• PROBLEM REQUIREMENTS
Count the lines in the records below that contain the string "bird". Reply with the number alone.

— START MATERIAL FOR THIS TASK —

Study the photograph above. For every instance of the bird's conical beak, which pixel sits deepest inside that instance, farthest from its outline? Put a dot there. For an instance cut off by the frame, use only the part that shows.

— END MATERIAL FOR THIS TASK —
— START MATERIAL FOR THIS TASK —

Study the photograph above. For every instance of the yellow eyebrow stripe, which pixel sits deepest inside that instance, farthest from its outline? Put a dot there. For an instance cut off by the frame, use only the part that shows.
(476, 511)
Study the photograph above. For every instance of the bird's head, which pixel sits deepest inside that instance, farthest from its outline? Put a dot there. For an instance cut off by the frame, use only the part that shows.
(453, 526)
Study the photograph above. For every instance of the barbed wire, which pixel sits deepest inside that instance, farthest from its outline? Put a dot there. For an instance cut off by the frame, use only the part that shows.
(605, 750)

— END MATERIAL FOR THIS TASK —

• THE COMPLETED TASK
2